** START Provided text **

Insight Bowl champion

Insight Bowl, W 45–40 vs. Rutgers
- Conference: Pacific-10 Conference
- Record: 7–5 (4–4 Pac-10)
- Head coach: Dirk Koetter (5th season);
- Defensive coordinator: Bill Miller (1st season)
- Home stadium: Sun Devil Stadium

Uniform

= 2005 Arizona State Sun Devils football team =

American college football season

The 2005 Arizona State Sun Devils football team represented Arizona State University as a member of the Pacific-10 Conference (Pac-10) during the 2005 NCAA Division I-A football season. Led by fifth-year head coach Dirk Koetter, the Sun Devils compiled an overall record of 7–5 with a mark of 4–4 in conference play, placing in a three-way tie for fourth place in the Pac-10. Arizona State was invited to the Insight Bowl, where the Sun Devils defeated Rutgers. The team played home games at Sun Devil Stadium in Tempe, Arizona.

** END Provided text **

● Stated exercise 1
Translate this sentence from the text about the 2005 Arizona State football team into Spanish: "The team played home games at Sun Devil Stadium in Tempe, Arizona."
● Stated exercise 2
Pick up the text on the 2005 Arizona State Sun Devils football team right after its final sentence and carry it on for a paragraph.

** START Data **

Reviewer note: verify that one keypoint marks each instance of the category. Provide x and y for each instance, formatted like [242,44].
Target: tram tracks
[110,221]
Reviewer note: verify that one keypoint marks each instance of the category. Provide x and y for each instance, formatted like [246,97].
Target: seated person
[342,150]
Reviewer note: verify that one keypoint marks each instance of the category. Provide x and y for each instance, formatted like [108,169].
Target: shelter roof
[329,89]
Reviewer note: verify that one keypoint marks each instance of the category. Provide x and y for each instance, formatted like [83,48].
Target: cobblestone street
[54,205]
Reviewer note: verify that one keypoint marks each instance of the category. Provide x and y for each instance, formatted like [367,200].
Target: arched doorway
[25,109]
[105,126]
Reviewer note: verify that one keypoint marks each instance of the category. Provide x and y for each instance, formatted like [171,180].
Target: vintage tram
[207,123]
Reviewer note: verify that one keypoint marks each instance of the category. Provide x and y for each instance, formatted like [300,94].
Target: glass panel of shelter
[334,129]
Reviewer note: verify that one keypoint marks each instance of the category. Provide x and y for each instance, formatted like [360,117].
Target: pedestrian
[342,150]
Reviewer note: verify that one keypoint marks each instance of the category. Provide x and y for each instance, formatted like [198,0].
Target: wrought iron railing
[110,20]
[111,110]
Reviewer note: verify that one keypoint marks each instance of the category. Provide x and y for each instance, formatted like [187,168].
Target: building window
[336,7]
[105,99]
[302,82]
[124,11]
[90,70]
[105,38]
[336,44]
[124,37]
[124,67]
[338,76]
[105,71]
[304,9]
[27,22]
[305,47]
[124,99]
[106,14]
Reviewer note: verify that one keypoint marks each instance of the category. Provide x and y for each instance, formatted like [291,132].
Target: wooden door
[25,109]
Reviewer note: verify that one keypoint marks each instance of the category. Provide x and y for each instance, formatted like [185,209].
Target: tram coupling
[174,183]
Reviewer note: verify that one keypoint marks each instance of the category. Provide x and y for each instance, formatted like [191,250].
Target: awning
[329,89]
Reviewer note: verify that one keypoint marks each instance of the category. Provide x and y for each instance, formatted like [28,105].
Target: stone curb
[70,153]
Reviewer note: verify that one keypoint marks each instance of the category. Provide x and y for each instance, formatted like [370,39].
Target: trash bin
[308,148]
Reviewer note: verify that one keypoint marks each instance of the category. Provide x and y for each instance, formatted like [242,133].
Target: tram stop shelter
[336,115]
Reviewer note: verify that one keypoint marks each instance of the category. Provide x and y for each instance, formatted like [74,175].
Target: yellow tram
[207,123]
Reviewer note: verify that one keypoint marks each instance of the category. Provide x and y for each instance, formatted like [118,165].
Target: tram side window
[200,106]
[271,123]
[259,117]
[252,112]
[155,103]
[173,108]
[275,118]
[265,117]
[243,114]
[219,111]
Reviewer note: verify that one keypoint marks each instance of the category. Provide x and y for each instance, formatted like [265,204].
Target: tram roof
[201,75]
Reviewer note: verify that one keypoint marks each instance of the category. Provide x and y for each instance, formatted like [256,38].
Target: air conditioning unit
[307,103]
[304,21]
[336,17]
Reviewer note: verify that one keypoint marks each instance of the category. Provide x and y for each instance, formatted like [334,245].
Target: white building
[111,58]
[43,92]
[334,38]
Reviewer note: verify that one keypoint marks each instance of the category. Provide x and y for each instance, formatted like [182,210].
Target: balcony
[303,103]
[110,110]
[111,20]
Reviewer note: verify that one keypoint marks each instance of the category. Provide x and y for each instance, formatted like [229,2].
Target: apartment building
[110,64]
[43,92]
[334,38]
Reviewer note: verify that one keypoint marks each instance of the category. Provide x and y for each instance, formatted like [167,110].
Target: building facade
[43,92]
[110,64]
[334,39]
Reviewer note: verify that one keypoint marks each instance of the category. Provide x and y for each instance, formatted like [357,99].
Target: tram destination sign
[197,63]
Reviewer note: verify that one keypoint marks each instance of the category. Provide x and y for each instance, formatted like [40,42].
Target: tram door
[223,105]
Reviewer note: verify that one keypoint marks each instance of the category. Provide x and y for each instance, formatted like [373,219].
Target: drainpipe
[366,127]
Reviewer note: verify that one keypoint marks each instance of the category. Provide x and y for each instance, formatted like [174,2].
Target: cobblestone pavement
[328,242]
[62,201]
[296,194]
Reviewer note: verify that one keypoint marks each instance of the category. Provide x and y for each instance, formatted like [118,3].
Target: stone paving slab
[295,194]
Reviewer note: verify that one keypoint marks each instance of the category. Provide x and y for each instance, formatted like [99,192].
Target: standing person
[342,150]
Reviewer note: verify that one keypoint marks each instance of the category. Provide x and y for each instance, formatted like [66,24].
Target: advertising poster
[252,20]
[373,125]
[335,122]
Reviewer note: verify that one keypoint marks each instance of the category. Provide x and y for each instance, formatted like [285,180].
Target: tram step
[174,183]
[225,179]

** END Data **

● Written reply 1
El equipo jugaba sus partidos como local en el Sun Devil Stadium de Tempe, Arizona.

● Written reply 2
The September 10 game against LSU was scheduled to be played at Tiger Stadium in Baton Rouge, Louisiana, but was moved to Tempe due to the aftermath of Hurricane Katrina. LSU's Pete Maravich Assembly Center, which is just north of Tiger Stadium, was serving as a triage center for seriously injured victims from the storm. Arizona State had to grant dispensation for ESPN to televise the game, as the Pac-10 did not have a broadcast contract in place with ESPN at the time, and for the use of Southeastern Conference game officials in a Pac-10 stadium.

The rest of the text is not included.